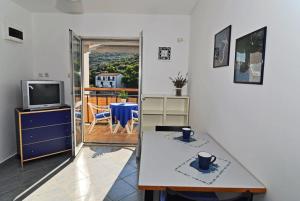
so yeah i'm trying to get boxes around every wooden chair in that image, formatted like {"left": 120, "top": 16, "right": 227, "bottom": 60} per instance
{"left": 88, "top": 103, "right": 112, "bottom": 134}
{"left": 155, "top": 126, "right": 191, "bottom": 132}
{"left": 74, "top": 101, "right": 82, "bottom": 120}
{"left": 130, "top": 110, "right": 139, "bottom": 133}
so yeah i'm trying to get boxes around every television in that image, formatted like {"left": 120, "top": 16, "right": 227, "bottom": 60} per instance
{"left": 21, "top": 80, "right": 65, "bottom": 110}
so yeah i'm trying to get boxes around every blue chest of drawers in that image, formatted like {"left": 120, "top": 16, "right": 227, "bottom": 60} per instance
{"left": 15, "top": 107, "right": 72, "bottom": 167}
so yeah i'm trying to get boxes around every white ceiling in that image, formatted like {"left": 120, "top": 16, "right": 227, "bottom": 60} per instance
{"left": 12, "top": 0, "right": 199, "bottom": 15}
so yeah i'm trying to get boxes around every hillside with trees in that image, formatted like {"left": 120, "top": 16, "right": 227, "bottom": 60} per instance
{"left": 89, "top": 52, "right": 139, "bottom": 88}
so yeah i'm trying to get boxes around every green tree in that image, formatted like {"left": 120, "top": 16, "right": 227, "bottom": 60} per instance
{"left": 121, "top": 64, "right": 139, "bottom": 88}
{"left": 89, "top": 52, "right": 139, "bottom": 88}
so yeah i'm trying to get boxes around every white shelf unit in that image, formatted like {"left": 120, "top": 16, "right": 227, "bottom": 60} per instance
{"left": 141, "top": 95, "right": 189, "bottom": 131}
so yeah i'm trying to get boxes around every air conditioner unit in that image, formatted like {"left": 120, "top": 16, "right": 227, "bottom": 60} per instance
{"left": 3, "top": 22, "right": 23, "bottom": 43}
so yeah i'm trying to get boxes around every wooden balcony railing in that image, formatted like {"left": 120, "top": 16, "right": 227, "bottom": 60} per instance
{"left": 83, "top": 87, "right": 139, "bottom": 123}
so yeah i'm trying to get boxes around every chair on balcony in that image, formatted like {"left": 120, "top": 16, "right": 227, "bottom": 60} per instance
{"left": 74, "top": 101, "right": 82, "bottom": 120}
{"left": 88, "top": 103, "right": 112, "bottom": 134}
{"left": 130, "top": 110, "right": 139, "bottom": 133}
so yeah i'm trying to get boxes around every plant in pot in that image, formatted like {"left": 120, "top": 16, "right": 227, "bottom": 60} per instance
{"left": 169, "top": 72, "right": 188, "bottom": 96}
{"left": 119, "top": 90, "right": 128, "bottom": 103}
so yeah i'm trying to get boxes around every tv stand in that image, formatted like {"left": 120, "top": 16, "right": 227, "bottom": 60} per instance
{"left": 23, "top": 105, "right": 70, "bottom": 112}
{"left": 15, "top": 107, "right": 72, "bottom": 167}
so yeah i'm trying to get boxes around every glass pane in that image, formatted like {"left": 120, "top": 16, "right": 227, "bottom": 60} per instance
{"left": 72, "top": 34, "right": 83, "bottom": 148}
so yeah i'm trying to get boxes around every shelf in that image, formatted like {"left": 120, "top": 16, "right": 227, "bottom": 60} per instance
{"left": 166, "top": 111, "right": 188, "bottom": 115}
{"left": 142, "top": 96, "right": 164, "bottom": 99}
{"left": 141, "top": 126, "right": 156, "bottom": 131}
{"left": 165, "top": 115, "right": 188, "bottom": 126}
{"left": 143, "top": 110, "right": 164, "bottom": 115}
{"left": 166, "top": 96, "right": 189, "bottom": 99}
{"left": 141, "top": 95, "right": 189, "bottom": 131}
{"left": 142, "top": 115, "right": 163, "bottom": 129}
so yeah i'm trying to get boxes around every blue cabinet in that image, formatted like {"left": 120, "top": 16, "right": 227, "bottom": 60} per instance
{"left": 16, "top": 107, "right": 72, "bottom": 167}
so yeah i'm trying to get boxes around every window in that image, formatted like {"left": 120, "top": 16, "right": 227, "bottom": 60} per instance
{"left": 112, "top": 77, "right": 115, "bottom": 81}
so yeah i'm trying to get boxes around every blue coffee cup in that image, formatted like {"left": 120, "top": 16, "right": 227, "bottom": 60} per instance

------------------------------------------------

Your job is to copy each entry exactly as written; the pictures do not go in.

so yeah i'm trying to get boxes around every wooden chair in that image, formatted like {"left": 120, "top": 16, "right": 227, "bottom": 60} per instance
{"left": 88, "top": 103, "right": 112, "bottom": 134}
{"left": 155, "top": 126, "right": 191, "bottom": 132}
{"left": 74, "top": 101, "right": 82, "bottom": 120}
{"left": 130, "top": 110, "right": 139, "bottom": 133}
so yeah i'm trying to get boxes around every television in that image, formatted like {"left": 120, "top": 16, "right": 227, "bottom": 60} per instance
{"left": 21, "top": 80, "right": 65, "bottom": 110}
so yeah i'm trying to get boxes around every blue chest of drawers in that image, formatted like {"left": 120, "top": 16, "right": 227, "bottom": 60} per instance
{"left": 15, "top": 107, "right": 72, "bottom": 167}
so yeah i'm trying to get boxes around every white ceiling in that image, formatted like {"left": 120, "top": 16, "right": 227, "bottom": 60} per instance
{"left": 12, "top": 0, "right": 199, "bottom": 15}
so yeah i'm trying to get boxes around every hillside with trees in that image, formatted like {"left": 120, "top": 16, "right": 227, "bottom": 60} per instance
{"left": 89, "top": 52, "right": 139, "bottom": 88}
so yeah i'm trying to get boxes around every green tree in that image, formatted like {"left": 120, "top": 16, "right": 227, "bottom": 60} per instance
{"left": 121, "top": 64, "right": 139, "bottom": 88}
{"left": 89, "top": 52, "right": 139, "bottom": 88}
so yeah i'm trying to get boxes around every white shelf unit in that image, formatted like {"left": 120, "top": 16, "right": 227, "bottom": 60} per instance
{"left": 141, "top": 95, "right": 189, "bottom": 131}
so yeah i'm trying to get boxes around every air conditioner unit in that image, formatted like {"left": 120, "top": 16, "right": 227, "bottom": 60} per instance
{"left": 3, "top": 22, "right": 23, "bottom": 43}
so yeah i'm trying to get boxes around every wooden balcony railing in that image, formatted like {"left": 120, "top": 16, "right": 227, "bottom": 60} per instance
{"left": 83, "top": 87, "right": 139, "bottom": 123}
so yeah i'm trying to get boxes around every chair on balcony in that image, formatted like {"left": 120, "top": 16, "right": 227, "bottom": 60} per instance
{"left": 74, "top": 101, "right": 82, "bottom": 120}
{"left": 88, "top": 103, "right": 112, "bottom": 134}
{"left": 130, "top": 110, "right": 139, "bottom": 133}
so yeah i'm trying to get boxes around every plant in pot in that image, formatted like {"left": 120, "top": 16, "right": 227, "bottom": 60} per instance
{"left": 169, "top": 72, "right": 188, "bottom": 96}
{"left": 119, "top": 90, "right": 128, "bottom": 103}
so yeah i'm trying to get boxes around every tv stand in that image, formatted like {"left": 120, "top": 16, "right": 227, "bottom": 60} per instance
{"left": 23, "top": 105, "right": 70, "bottom": 112}
{"left": 15, "top": 107, "right": 72, "bottom": 167}
so yeah i'm trying to get boxes around every glass pane in that image, formatted like {"left": 120, "top": 16, "right": 227, "bottom": 60} per instance
{"left": 72, "top": 34, "right": 83, "bottom": 148}
so yeah i'm trying to get boxes around every shelf in that image, formatted like {"left": 120, "top": 16, "right": 227, "bottom": 60} per instance
{"left": 166, "top": 111, "right": 188, "bottom": 115}
{"left": 142, "top": 96, "right": 164, "bottom": 99}
{"left": 141, "top": 126, "right": 156, "bottom": 131}
{"left": 165, "top": 115, "right": 188, "bottom": 126}
{"left": 143, "top": 110, "right": 164, "bottom": 115}
{"left": 166, "top": 96, "right": 189, "bottom": 99}
{"left": 141, "top": 95, "right": 189, "bottom": 131}
{"left": 142, "top": 115, "right": 163, "bottom": 129}
so yeah i'm trying to get boxes around every blue cabinet in that image, formatted like {"left": 120, "top": 16, "right": 227, "bottom": 60} per instance
{"left": 16, "top": 107, "right": 72, "bottom": 167}
so yeah i'm trying to get boxes around every window in that image, formatted like {"left": 120, "top": 16, "right": 227, "bottom": 60} per instance
{"left": 112, "top": 77, "right": 115, "bottom": 81}
so yeah i'm trying to get boxes around every blue coffee cup in that image, formatted like {"left": 120, "top": 16, "right": 227, "bottom": 60} per instance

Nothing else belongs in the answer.